■ Goal ■
Turn the part of the listing that begins with the line containing "Grounding request — find the white tablecloth" and ends with the line containing "xmin=96 ymin=60 xmax=107 ymax=100", both of those lines included, into a numbered list with no blank lines.

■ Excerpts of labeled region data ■

════

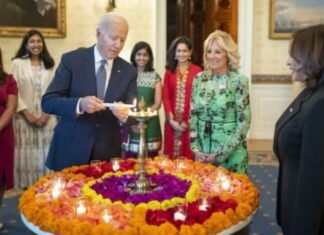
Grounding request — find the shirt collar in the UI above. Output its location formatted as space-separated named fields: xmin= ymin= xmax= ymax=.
xmin=94 ymin=45 xmax=114 ymax=65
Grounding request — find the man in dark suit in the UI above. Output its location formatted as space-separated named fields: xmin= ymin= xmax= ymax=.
xmin=42 ymin=13 xmax=137 ymax=170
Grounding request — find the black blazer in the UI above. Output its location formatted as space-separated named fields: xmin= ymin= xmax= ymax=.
xmin=274 ymin=77 xmax=324 ymax=235
xmin=42 ymin=47 xmax=137 ymax=170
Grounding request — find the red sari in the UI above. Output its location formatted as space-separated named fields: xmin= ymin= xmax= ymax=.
xmin=0 ymin=75 xmax=17 ymax=189
xmin=163 ymin=64 xmax=201 ymax=159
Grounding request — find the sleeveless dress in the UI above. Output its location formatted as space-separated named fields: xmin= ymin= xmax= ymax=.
xmin=125 ymin=71 xmax=162 ymax=157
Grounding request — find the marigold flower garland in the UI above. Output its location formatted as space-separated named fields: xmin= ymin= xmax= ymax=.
xmin=19 ymin=157 xmax=259 ymax=235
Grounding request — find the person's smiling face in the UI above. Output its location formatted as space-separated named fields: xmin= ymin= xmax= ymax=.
xmin=175 ymin=43 xmax=191 ymax=64
xmin=27 ymin=34 xmax=44 ymax=56
xmin=135 ymin=48 xmax=150 ymax=70
xmin=97 ymin=22 xmax=128 ymax=60
xmin=206 ymin=41 xmax=228 ymax=74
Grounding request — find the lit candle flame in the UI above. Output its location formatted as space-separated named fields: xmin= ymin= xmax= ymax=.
xmin=221 ymin=179 xmax=231 ymax=191
xmin=199 ymin=198 xmax=209 ymax=211
xmin=112 ymin=159 xmax=120 ymax=171
xmin=133 ymin=98 xmax=137 ymax=112
xmin=173 ymin=211 xmax=187 ymax=221
xmin=76 ymin=201 xmax=87 ymax=215
xmin=102 ymin=210 xmax=112 ymax=223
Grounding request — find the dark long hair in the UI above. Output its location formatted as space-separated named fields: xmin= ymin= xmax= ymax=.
xmin=130 ymin=41 xmax=154 ymax=72
xmin=14 ymin=29 xmax=55 ymax=69
xmin=165 ymin=36 xmax=192 ymax=72
xmin=0 ymin=49 xmax=7 ymax=85
xmin=289 ymin=24 xmax=324 ymax=87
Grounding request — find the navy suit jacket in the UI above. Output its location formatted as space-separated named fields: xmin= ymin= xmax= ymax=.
xmin=274 ymin=76 xmax=324 ymax=235
xmin=42 ymin=47 xmax=137 ymax=170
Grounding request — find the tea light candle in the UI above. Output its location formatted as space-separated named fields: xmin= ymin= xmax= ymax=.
xmin=76 ymin=201 xmax=87 ymax=215
xmin=221 ymin=179 xmax=231 ymax=191
xmin=160 ymin=159 xmax=169 ymax=167
xmin=133 ymin=98 xmax=137 ymax=112
xmin=102 ymin=210 xmax=112 ymax=223
xmin=173 ymin=210 xmax=187 ymax=221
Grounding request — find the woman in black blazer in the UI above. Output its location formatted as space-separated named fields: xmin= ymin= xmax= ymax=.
xmin=274 ymin=25 xmax=324 ymax=235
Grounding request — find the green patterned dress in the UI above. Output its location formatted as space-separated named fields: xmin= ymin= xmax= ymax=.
xmin=190 ymin=71 xmax=251 ymax=173
xmin=127 ymin=71 xmax=162 ymax=156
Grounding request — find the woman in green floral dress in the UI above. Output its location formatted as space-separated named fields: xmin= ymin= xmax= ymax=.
xmin=123 ymin=42 xmax=162 ymax=157
xmin=190 ymin=30 xmax=251 ymax=173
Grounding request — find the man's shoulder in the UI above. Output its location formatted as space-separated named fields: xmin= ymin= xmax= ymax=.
xmin=63 ymin=46 xmax=93 ymax=57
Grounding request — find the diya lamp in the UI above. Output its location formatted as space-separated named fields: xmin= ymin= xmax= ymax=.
xmin=51 ymin=177 xmax=65 ymax=199
xmin=111 ymin=158 xmax=120 ymax=171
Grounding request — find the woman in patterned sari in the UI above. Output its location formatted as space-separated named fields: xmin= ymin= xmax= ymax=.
xmin=190 ymin=30 xmax=251 ymax=174
xmin=163 ymin=36 xmax=201 ymax=159
xmin=10 ymin=29 xmax=56 ymax=188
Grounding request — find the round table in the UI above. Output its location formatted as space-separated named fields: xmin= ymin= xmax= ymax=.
xmin=20 ymin=212 xmax=255 ymax=235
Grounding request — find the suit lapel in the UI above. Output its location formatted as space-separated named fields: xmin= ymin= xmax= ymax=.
xmin=275 ymin=89 xmax=313 ymax=139
xmin=105 ymin=57 xmax=122 ymax=102
xmin=81 ymin=47 xmax=97 ymax=96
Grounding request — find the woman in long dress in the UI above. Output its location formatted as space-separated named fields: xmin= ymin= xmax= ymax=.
xmin=0 ymin=47 xmax=18 ymax=230
xmin=11 ymin=30 xmax=56 ymax=188
xmin=163 ymin=36 xmax=201 ymax=159
xmin=190 ymin=30 xmax=251 ymax=174
xmin=125 ymin=41 xmax=162 ymax=157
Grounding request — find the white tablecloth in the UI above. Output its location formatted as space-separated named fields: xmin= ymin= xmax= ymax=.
xmin=20 ymin=213 xmax=254 ymax=235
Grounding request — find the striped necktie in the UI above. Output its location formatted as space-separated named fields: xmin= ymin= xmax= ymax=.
xmin=96 ymin=60 xmax=107 ymax=100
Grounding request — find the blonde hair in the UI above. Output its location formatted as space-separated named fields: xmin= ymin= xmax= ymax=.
xmin=203 ymin=30 xmax=240 ymax=72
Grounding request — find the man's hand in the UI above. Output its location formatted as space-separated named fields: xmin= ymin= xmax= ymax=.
xmin=35 ymin=113 xmax=50 ymax=127
xmin=109 ymin=102 xmax=129 ymax=123
xmin=80 ymin=96 xmax=106 ymax=113
xmin=169 ymin=119 xmax=185 ymax=132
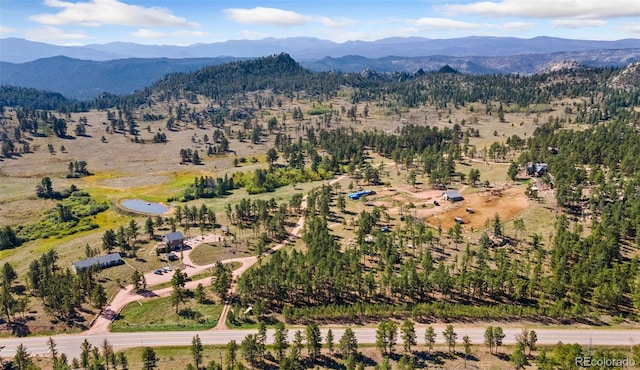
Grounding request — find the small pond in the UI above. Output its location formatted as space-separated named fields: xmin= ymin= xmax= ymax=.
xmin=120 ymin=199 xmax=169 ymax=215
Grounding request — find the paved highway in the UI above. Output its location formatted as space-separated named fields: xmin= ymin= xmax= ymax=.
xmin=0 ymin=325 xmax=640 ymax=358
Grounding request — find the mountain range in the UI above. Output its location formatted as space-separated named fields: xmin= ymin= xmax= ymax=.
xmin=0 ymin=36 xmax=640 ymax=63
xmin=0 ymin=37 xmax=640 ymax=99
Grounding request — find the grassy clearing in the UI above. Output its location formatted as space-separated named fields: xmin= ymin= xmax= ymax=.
xmin=111 ymin=297 xmax=222 ymax=332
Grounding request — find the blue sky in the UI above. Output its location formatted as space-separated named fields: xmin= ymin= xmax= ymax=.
xmin=0 ymin=0 xmax=640 ymax=45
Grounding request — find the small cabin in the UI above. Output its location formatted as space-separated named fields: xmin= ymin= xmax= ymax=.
xmin=162 ymin=231 xmax=184 ymax=249
xmin=442 ymin=190 xmax=464 ymax=202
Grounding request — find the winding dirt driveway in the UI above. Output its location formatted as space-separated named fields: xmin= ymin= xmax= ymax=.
xmin=85 ymin=175 xmax=347 ymax=334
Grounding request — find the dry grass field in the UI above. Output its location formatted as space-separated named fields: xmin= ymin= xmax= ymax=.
xmin=0 ymin=92 xmax=564 ymax=332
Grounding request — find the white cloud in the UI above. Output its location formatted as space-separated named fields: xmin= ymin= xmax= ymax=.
xmin=622 ymin=23 xmax=640 ymax=37
xmin=498 ymin=22 xmax=533 ymax=31
xmin=131 ymin=28 xmax=210 ymax=39
xmin=223 ymin=7 xmax=355 ymax=28
xmin=444 ymin=0 xmax=640 ymax=19
xmin=131 ymin=28 xmax=167 ymax=39
xmin=553 ymin=19 xmax=607 ymax=28
xmin=29 ymin=0 xmax=198 ymax=27
xmin=240 ymin=30 xmax=272 ymax=40
xmin=410 ymin=18 xmax=480 ymax=30
xmin=224 ymin=7 xmax=310 ymax=26
xmin=25 ymin=26 xmax=92 ymax=44
xmin=171 ymin=30 xmax=211 ymax=37
xmin=0 ymin=26 xmax=18 ymax=36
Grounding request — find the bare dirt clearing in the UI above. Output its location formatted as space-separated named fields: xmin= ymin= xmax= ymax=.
xmin=427 ymin=188 xmax=529 ymax=230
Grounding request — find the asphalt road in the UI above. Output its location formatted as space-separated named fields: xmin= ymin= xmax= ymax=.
xmin=0 ymin=325 xmax=640 ymax=358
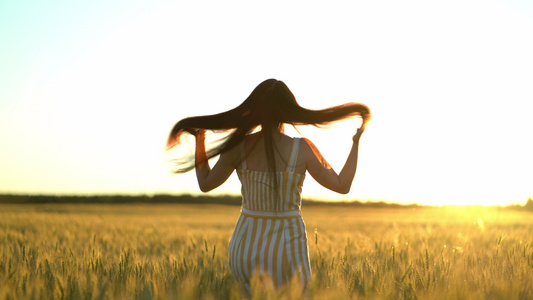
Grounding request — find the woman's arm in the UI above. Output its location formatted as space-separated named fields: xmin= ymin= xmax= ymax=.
xmin=306 ymin=128 xmax=364 ymax=194
xmin=195 ymin=129 xmax=236 ymax=192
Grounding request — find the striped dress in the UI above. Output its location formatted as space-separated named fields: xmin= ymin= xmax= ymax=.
xmin=229 ymin=139 xmax=311 ymax=294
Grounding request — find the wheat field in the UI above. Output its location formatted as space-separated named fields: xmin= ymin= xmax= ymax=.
xmin=0 ymin=204 xmax=533 ymax=299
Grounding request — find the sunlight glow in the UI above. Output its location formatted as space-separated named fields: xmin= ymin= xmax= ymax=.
xmin=0 ymin=0 xmax=533 ymax=205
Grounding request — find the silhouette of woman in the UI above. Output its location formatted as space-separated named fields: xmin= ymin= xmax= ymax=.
xmin=167 ymin=79 xmax=370 ymax=295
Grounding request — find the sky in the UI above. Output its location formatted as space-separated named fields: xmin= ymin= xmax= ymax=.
xmin=0 ymin=0 xmax=533 ymax=205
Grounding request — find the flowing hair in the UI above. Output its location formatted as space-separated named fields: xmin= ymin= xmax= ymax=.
xmin=167 ymin=79 xmax=370 ymax=178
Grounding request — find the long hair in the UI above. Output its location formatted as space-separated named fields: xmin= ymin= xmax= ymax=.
xmin=167 ymin=79 xmax=370 ymax=177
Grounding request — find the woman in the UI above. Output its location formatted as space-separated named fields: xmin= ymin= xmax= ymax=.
xmin=167 ymin=79 xmax=370 ymax=295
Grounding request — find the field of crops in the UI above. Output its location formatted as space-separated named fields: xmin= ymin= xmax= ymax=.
xmin=0 ymin=204 xmax=533 ymax=299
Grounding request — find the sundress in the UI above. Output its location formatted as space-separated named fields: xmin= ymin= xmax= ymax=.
xmin=229 ymin=138 xmax=311 ymax=294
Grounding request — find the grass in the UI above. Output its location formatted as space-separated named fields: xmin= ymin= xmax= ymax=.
xmin=0 ymin=204 xmax=533 ymax=299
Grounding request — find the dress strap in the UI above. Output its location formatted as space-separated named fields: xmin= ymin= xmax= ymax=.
xmin=241 ymin=141 xmax=246 ymax=170
xmin=287 ymin=138 xmax=300 ymax=172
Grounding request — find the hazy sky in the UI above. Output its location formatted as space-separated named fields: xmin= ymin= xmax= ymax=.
xmin=0 ymin=0 xmax=533 ymax=204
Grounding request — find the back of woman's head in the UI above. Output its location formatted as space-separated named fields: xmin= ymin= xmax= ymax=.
xmin=167 ymin=79 xmax=370 ymax=173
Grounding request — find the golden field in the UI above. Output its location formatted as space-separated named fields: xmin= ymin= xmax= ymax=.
xmin=0 ymin=203 xmax=533 ymax=299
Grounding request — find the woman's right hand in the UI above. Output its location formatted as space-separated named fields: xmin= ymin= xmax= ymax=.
xmin=352 ymin=127 xmax=365 ymax=143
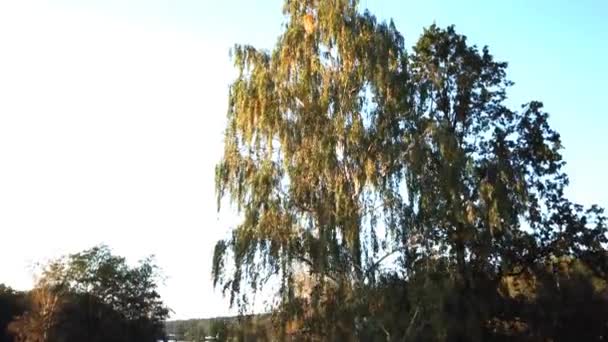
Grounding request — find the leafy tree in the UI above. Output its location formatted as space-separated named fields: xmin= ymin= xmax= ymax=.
xmin=404 ymin=26 xmax=607 ymax=339
xmin=0 ymin=284 xmax=26 ymax=342
xmin=213 ymin=0 xmax=406 ymax=334
xmin=11 ymin=246 xmax=169 ymax=342
xmin=212 ymin=0 xmax=608 ymax=341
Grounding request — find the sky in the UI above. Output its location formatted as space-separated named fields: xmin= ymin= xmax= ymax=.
xmin=0 ymin=0 xmax=608 ymax=318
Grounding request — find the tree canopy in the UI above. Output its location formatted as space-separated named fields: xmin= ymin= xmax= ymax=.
xmin=212 ymin=0 xmax=608 ymax=341
xmin=9 ymin=246 xmax=169 ymax=342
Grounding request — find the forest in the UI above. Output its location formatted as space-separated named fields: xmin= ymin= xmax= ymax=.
xmin=0 ymin=0 xmax=608 ymax=342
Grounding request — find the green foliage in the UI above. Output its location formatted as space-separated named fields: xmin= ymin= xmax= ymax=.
xmin=9 ymin=246 xmax=169 ymax=342
xmin=212 ymin=0 xmax=608 ymax=341
xmin=0 ymin=284 xmax=26 ymax=342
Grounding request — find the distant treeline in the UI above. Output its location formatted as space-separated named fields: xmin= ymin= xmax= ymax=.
xmin=165 ymin=314 xmax=273 ymax=341
xmin=0 ymin=246 xmax=169 ymax=342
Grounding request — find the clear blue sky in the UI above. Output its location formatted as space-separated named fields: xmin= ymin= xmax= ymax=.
xmin=0 ymin=0 xmax=608 ymax=318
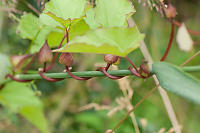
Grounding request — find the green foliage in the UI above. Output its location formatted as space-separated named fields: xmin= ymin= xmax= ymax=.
xmin=0 ymin=82 xmax=48 ymax=133
xmin=17 ymin=13 xmax=41 ymax=40
xmin=17 ymin=13 xmax=54 ymax=53
xmin=0 ymin=54 xmax=11 ymax=85
xmin=152 ymin=62 xmax=200 ymax=104
xmin=40 ymin=0 xmax=86 ymax=28
xmin=19 ymin=106 xmax=49 ymax=133
xmin=57 ymin=27 xmax=144 ymax=56
xmin=96 ymin=0 xmax=135 ymax=27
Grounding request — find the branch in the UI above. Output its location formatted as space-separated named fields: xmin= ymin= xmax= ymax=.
xmin=8 ymin=66 xmax=200 ymax=80
xmin=128 ymin=18 xmax=181 ymax=133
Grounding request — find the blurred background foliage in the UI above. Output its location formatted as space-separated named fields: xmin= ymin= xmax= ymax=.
xmin=0 ymin=0 xmax=200 ymax=133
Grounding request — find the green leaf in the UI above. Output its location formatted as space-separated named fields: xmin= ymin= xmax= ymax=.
xmin=152 ymin=62 xmax=200 ymax=104
xmin=0 ymin=82 xmax=42 ymax=112
xmin=84 ymin=8 xmax=100 ymax=29
xmin=0 ymin=54 xmax=11 ymax=84
xmin=0 ymin=81 xmax=48 ymax=133
xmin=55 ymin=27 xmax=144 ymax=56
xmin=47 ymin=20 xmax=90 ymax=47
xmin=31 ymin=25 xmax=54 ymax=53
xmin=96 ymin=0 xmax=135 ymax=27
xmin=19 ymin=106 xmax=49 ymax=133
xmin=40 ymin=0 xmax=86 ymax=27
xmin=17 ymin=13 xmax=41 ymax=40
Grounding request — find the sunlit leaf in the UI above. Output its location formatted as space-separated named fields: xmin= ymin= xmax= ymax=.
xmin=40 ymin=0 xmax=86 ymax=27
xmin=30 ymin=25 xmax=54 ymax=53
xmin=96 ymin=0 xmax=135 ymax=27
xmin=84 ymin=8 xmax=100 ymax=29
xmin=176 ymin=23 xmax=193 ymax=51
xmin=47 ymin=20 xmax=90 ymax=47
xmin=56 ymin=27 xmax=144 ymax=56
xmin=152 ymin=62 xmax=200 ymax=104
xmin=17 ymin=13 xmax=41 ymax=40
xmin=0 ymin=54 xmax=11 ymax=84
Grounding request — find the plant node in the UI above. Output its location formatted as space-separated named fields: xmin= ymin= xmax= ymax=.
xmin=104 ymin=54 xmax=119 ymax=64
xmin=38 ymin=40 xmax=53 ymax=64
xmin=164 ymin=3 xmax=177 ymax=19
xmin=59 ymin=53 xmax=73 ymax=67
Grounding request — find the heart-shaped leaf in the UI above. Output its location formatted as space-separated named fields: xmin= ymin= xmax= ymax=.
xmin=152 ymin=62 xmax=200 ymax=104
xmin=55 ymin=27 xmax=144 ymax=56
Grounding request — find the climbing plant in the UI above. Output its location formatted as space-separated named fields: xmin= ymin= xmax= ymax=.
xmin=0 ymin=0 xmax=200 ymax=133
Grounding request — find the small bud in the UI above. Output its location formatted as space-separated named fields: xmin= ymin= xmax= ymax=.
xmin=10 ymin=55 xmax=32 ymax=71
xmin=164 ymin=3 xmax=176 ymax=18
xmin=38 ymin=40 xmax=53 ymax=64
xmin=59 ymin=53 xmax=73 ymax=67
xmin=139 ymin=61 xmax=150 ymax=77
xmin=104 ymin=54 xmax=119 ymax=64
xmin=105 ymin=129 xmax=114 ymax=133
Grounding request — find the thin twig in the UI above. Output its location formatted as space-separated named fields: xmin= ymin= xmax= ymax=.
xmin=181 ymin=50 xmax=200 ymax=67
xmin=128 ymin=18 xmax=181 ymax=133
xmin=160 ymin=20 xmax=174 ymax=61
xmin=23 ymin=53 xmax=37 ymax=74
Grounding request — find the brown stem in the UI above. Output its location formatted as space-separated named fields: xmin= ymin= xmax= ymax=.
xmin=160 ymin=19 xmax=174 ymax=61
xmin=39 ymin=70 xmax=64 ymax=82
xmin=22 ymin=53 xmax=37 ymax=74
xmin=98 ymin=67 xmax=124 ymax=80
xmin=13 ymin=54 xmax=33 ymax=72
xmin=5 ymin=74 xmax=32 ymax=82
xmin=181 ymin=50 xmax=200 ymax=67
xmin=66 ymin=66 xmax=91 ymax=80
xmin=112 ymin=86 xmax=157 ymax=132
xmin=128 ymin=67 xmax=146 ymax=79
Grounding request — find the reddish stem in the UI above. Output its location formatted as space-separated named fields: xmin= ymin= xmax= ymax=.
xmin=39 ymin=71 xmax=64 ymax=82
xmin=46 ymin=35 xmax=66 ymax=72
xmin=6 ymin=74 xmax=32 ymax=82
xmin=174 ymin=21 xmax=200 ymax=36
xmin=23 ymin=53 xmax=37 ymax=74
xmin=128 ymin=67 xmax=145 ymax=79
xmin=124 ymin=56 xmax=139 ymax=73
xmin=13 ymin=54 xmax=33 ymax=71
xmin=66 ymin=66 xmax=91 ymax=80
xmin=105 ymin=63 xmax=111 ymax=71
xmin=160 ymin=19 xmax=174 ymax=61
xmin=98 ymin=67 xmax=124 ymax=80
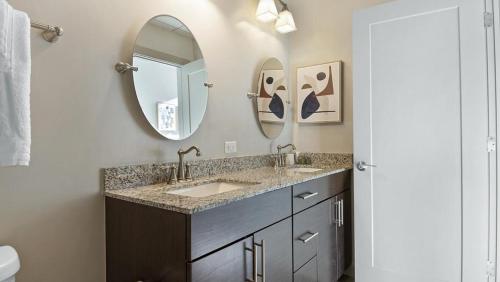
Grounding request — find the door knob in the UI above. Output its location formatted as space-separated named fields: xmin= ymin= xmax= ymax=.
xmin=356 ymin=161 xmax=377 ymax=171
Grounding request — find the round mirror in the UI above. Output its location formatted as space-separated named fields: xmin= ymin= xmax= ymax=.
xmin=257 ymin=58 xmax=288 ymax=139
xmin=133 ymin=16 xmax=208 ymax=140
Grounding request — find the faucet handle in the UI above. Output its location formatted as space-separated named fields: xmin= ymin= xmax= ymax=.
xmin=184 ymin=164 xmax=193 ymax=181
xmin=168 ymin=165 xmax=177 ymax=184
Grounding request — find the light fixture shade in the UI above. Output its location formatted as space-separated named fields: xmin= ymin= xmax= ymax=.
xmin=255 ymin=0 xmax=278 ymax=23
xmin=275 ymin=10 xmax=297 ymax=33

════

■ Complete response ■
1. Grounding request — find the white tablecloth in the UI above. Output its location formatted as space-separated named fields: xmin= ymin= xmax= ymax=.
2. xmin=20 ymin=213 xmax=254 ymax=235
3. Grounding request — find the striped necktie in the UI above. Output its location formatted as space-separated named fields: xmin= ymin= xmax= ymax=.
4. xmin=96 ymin=60 xmax=107 ymax=100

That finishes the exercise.